*TRY IT*
Transcribe the entries that follow, word for word.

· · · · ·

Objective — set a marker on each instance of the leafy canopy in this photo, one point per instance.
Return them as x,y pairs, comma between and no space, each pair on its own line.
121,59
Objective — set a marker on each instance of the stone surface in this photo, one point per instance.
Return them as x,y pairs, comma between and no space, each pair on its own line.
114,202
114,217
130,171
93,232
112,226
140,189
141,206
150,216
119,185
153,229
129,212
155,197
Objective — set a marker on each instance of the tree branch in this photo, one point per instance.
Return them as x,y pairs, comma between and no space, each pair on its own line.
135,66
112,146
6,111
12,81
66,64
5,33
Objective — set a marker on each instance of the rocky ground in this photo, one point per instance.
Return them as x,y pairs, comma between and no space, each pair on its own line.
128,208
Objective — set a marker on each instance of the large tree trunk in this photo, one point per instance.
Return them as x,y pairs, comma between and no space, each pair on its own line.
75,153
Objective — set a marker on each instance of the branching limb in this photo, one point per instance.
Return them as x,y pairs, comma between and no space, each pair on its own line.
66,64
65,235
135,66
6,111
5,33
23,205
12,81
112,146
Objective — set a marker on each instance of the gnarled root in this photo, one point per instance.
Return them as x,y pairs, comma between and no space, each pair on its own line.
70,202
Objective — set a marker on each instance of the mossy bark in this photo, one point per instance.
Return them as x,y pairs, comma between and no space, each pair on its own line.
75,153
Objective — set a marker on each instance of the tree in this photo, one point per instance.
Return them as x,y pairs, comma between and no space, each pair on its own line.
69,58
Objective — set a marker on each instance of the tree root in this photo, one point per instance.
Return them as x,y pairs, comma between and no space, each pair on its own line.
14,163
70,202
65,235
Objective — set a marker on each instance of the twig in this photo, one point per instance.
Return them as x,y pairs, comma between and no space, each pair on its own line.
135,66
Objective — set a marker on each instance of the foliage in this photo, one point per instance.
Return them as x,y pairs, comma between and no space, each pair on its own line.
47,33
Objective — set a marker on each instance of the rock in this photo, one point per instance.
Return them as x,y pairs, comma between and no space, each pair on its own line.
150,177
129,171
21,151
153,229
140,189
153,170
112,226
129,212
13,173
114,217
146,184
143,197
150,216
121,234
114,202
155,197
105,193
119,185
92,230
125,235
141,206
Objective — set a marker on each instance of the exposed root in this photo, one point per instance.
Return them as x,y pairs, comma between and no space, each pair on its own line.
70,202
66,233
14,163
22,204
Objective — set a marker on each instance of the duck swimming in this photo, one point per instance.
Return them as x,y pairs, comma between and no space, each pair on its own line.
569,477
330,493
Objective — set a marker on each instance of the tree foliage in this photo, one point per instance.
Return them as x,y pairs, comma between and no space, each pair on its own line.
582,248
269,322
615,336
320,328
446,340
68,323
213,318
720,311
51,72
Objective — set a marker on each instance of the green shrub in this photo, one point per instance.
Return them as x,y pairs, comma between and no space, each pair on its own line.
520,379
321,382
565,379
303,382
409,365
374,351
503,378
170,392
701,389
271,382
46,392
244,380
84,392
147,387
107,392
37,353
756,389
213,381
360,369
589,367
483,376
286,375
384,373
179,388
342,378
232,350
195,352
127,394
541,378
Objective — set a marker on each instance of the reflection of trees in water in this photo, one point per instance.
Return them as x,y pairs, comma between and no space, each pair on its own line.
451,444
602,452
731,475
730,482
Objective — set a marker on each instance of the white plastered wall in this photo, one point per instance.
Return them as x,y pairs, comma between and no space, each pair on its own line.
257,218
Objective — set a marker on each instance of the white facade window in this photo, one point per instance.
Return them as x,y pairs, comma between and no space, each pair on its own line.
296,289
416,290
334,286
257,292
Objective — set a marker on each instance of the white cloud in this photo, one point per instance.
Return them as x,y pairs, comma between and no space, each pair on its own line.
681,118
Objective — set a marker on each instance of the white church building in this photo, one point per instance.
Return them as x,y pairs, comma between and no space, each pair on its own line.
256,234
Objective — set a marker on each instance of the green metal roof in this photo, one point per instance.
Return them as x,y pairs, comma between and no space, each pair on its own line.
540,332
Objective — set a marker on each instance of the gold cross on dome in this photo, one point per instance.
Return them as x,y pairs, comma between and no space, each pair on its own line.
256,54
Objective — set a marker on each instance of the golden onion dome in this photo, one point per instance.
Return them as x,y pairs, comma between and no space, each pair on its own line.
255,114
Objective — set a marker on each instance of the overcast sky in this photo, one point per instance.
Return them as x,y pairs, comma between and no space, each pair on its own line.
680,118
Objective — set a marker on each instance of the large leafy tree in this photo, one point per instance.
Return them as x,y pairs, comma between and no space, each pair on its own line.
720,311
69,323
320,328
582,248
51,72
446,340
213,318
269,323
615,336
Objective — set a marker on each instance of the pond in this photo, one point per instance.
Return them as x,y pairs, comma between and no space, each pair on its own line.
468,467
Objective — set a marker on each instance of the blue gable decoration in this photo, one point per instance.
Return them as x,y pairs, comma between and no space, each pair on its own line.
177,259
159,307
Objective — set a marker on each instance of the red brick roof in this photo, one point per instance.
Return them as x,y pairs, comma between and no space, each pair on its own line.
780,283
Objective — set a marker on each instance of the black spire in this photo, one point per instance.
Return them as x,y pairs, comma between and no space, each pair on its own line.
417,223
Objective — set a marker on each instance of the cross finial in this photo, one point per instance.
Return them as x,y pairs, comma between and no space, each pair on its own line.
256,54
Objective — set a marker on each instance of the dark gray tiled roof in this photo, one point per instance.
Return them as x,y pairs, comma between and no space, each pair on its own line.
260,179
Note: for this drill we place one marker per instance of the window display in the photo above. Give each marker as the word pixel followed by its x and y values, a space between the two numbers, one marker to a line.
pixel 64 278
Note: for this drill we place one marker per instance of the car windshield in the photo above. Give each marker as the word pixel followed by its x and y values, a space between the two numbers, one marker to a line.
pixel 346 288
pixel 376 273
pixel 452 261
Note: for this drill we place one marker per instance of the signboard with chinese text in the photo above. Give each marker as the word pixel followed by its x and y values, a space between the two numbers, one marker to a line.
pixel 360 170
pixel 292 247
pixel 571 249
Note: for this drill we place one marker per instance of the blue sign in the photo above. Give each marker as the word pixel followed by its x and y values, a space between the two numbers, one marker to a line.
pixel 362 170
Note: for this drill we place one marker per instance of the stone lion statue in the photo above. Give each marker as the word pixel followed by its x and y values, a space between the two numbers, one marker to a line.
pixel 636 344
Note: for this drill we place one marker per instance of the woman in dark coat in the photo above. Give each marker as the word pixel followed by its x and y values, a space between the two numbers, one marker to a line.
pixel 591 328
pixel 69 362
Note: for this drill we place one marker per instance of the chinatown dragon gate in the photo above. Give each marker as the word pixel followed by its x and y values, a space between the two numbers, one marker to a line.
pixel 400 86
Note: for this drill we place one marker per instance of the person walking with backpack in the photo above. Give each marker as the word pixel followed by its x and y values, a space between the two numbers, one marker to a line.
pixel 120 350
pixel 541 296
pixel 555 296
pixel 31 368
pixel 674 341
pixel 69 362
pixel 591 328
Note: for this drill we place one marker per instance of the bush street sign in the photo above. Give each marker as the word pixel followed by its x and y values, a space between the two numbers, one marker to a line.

· · · · ·

*SOLUTION TO THIS EXERCISE*
Objective — set a marker on each instance of the leafy canopy in this photo, one point per instance.
Return them as x,y pairs, comma between and no space, each pair on its own line.
121,59
Objective — set a marker on each instance of the stone surface in this photo, one point per instance.
Return them as x,y pairs, comma between and no space, each pair on its own line.
114,202
114,217
130,171
93,232
112,226
140,189
141,206
150,216
119,185
153,229
129,212
155,197
Objective — set a marker on each instance of the tree branch in this photo, one point per instance.
Return them as x,y pairs, comma between and no space, each pair on its own line.
135,66
112,146
6,111
12,81
66,64
5,33
Objective — set a marker on each instance of the rocky ground in this photo, one point per instance.
Return them as x,y pairs, comma between and no space, each pair on its own line.
128,208
Objective — set a marker on each instance of the large tree trunk in this photo, one point per instance.
Return them as x,y pairs, comma between and no space, each pair on its own line.
75,153
Objective — set a marker on each instance of the branching limb in this photo, one point per instance.
Return them as x,y pairs, comma between and no space, each pair on its own line.
66,64
65,235
135,66
6,111
5,33
23,205
12,81
112,146
Objective — set a marker on each instance of the gnarled root in this photo, one point per instance.
Return them as x,y pairs, comma between and no space, each pair on its own line.
70,202
Objective — set a marker on each instance of the mossy bark in this photo, one point per instance.
Return them as x,y pairs, comma between and no space, each pair on its own line.
75,153
Objective — set a marker on each instance of the tree in this photo, one point per instance.
Return them as x,y pairs, comma between and no space, each pair on its own line.
69,58
Objective — set a marker on each instance of the tree root in this photo, one point per instance.
Return them as x,y pairs, comma between and no space, each pair on its own line.
14,163
70,202
65,235
Objective — set a marker on each instance of the twig in this photo, one point per instance.
Return them as x,y pairs, comma between and no space, each pair on its own line.
135,66
Objective — set a marker on each instance of the foliage in this photo, one point per instance.
Return them as x,y pairs, comma between and no space, each pair on its own line.
47,33
Objective — set a marker on each instance of the rock in this photo, one point per instance.
Return them as x,y pairs, comma between and no space, each pair on its own line.
150,177
129,171
21,151
153,229
140,189
153,170
112,226
129,212
13,173
114,217
146,184
143,197
150,216
121,234
114,202
155,197
105,193
119,185
92,230
125,235
141,206
Objective — set a marker on each instance of the exposed root in this photo, one point per instance.
Return them as x,y pairs, comma between and no space, each pair on its own line.
70,202
66,233
14,163
22,204
Objective — set a marker on each instance of the duck swimming in this photo, one point per instance.
Return them as x,y pairs, comma between and no space, each pair on its own line.
569,477
330,493
Objective — set a marker on each instance of the tree foliage in this photo, one point per instance.
Return them as x,y pairs, comma between and no space, each pair on its own line.
582,248
269,322
615,336
320,328
446,340
68,323
213,318
720,311
51,72
Objective — set a marker on each instance of the green shrub in this photo, one point per instance.
Return them as x,y pairs, comma between and no space, each pair on its own line.
520,379
321,382
565,379
303,382
409,365
374,351
503,378
170,392
701,389
271,382
46,392
244,380
84,392
147,387
107,392
37,353
756,389
213,381
360,369
589,367
483,376
286,375
384,373
179,388
342,378
232,350
195,352
127,394
541,378
Objective — set a marker on each instance of the reflection of trees in water in this photo, one point per instance.
Return them as x,y pairs, comma between and no space, each pair on its own line.
451,444
602,452
731,475
730,482
Objective — set a marker on each instance of the white plastered wall in this photo, one point per instance.
Return them as x,y pairs, comma between and no space, each pair on its own line.
257,218
Objective — set a marker on each instance of the white facade window in this photo, one point per instance.
Return them as x,y pairs, comma between and no space, each pair on its own line.
296,289
416,290
334,286
257,292
Objective — set a marker on each instance of the white cloud in this photo, one point per instance.
Return them as x,y pairs, comma between and no space, each pair on its own line.
681,118
Objective — set a marker on each instance of the white church building in this photo, one point per instance.
Return them as x,y pairs, comma between and no space, each pair on its own line.
256,234
Objective — set a marker on each instance of the green metal roof in this photo, one point per instance.
Return them as x,y pairs, comma between and no space, each pair on its own line.
540,332
Objective — set a marker on each instance of the gold cross on dome in this photo, one point per instance.
Return them as x,y pairs, comma between and no space, each pair on its own line.
256,54
Objective — set a marker on each instance of the golden onion dome in this photo, one point per instance.
Return them as x,y pairs, comma between and no space, each pair on its own line.
255,114
Objective — set a marker on each instance of the overcast sky in this photo, one point per instance.
Return them as x,y pairs, comma between and no space, each pair on its own line.
680,118
Objective — set a marker on each instance of the large leafy tree in this photo, one point per instance.
Return them as x,y pairs, comma between and no space, each pair on its own line.
720,311
69,323
320,328
582,248
51,72
446,340
213,318
269,323
615,336
Objective — set a marker on each instance of the pond in this photo, one point per instance.
Return them as x,y pairs, comma between and no space, each pair on its own line.
468,467
Objective — set a marker on each instance of the blue gable decoration in this photo, one point per instance.
Return them as x,y pairs, comma between and no space, each pair on its own line.
177,259
159,307
Objective — set a marker on each instance of the red brick roof in this photo, one point per instance.
Return them as x,y pairs, comma between and no space, each pair on its own line.
780,283
Objective — set a marker on each instance of the black spire in this photo, one point per instance.
Return them as x,y pairs, comma between and no space, each pair on its own line.
417,223
Objective — set a marker on each instance of the cross finial in this photo, one point per instance.
Return them as x,y pairs, comma between and no space, each pair on its own line.
256,54
Objective — set a marker on each instance of the dark gray tiled roof in this photo, one point per instance.
Return them as x,y pairs, comma between and no space, each pair on its own line.
260,179
Note: for this drill we place one marker per instance of the window display in the photo above. Give each marker as the word pixel followed by its x and y values, a space between the two numbers, one marker to a line.
pixel 64 278
Note: for this drill we place one marker per instance of the car windshield in the photo above. Give each marker as the word pixel followed by its x and y values, a space between the two numbers, one marker to a line.
pixel 346 288
pixel 376 273
pixel 452 261
Note: for this drill we place one marker per instance of the signboard with chinese text in the photo above. Give each marker as the word pixel followed by its x and y values, a space between the two numbers, one marker to a line.
pixel 360 170
pixel 292 247
pixel 571 249
Note: for this drill we place one marker per instance of the blue sign in the photo above. Give each marker as the word pixel followed by its x and y values, a space between the two numbers, one marker to a line.
pixel 362 170
Note: for this drill we place one marker per instance of the stone lion statue in the photo above. Give each marker as the word pixel followed by its x and y values, a space between the two numbers, one marker to a line.
pixel 636 344
Note: for this drill we place one marker per instance of the woman in dark coat in the photo above. Give each marker as the word pixel followed by its x and y values, a space between the two numbers, one marker to a line.
pixel 591 328
pixel 69 362
Note: for this drill we place one marker per instance of the chinatown dragon gate in the photo above. Give each marker as the word pixel followed by its x and y values, a space between the two numbers, one marker to a line.
pixel 400 86
Note: for this drill we place one marker per instance of the person walking with backpack in the photo above. Give each marker as the word pixel followed by its x and y values, a space between the two numbers, one marker to a line.
pixel 120 350
pixel 541 296
pixel 555 296
pixel 31 368
pixel 674 341
pixel 69 362
pixel 591 328
Note: for this drill we place one marker per instance of the bush street sign in the photo above. Give each marker as the word pixel followed by its x and y values, a space between the two numbers, one marker to a line.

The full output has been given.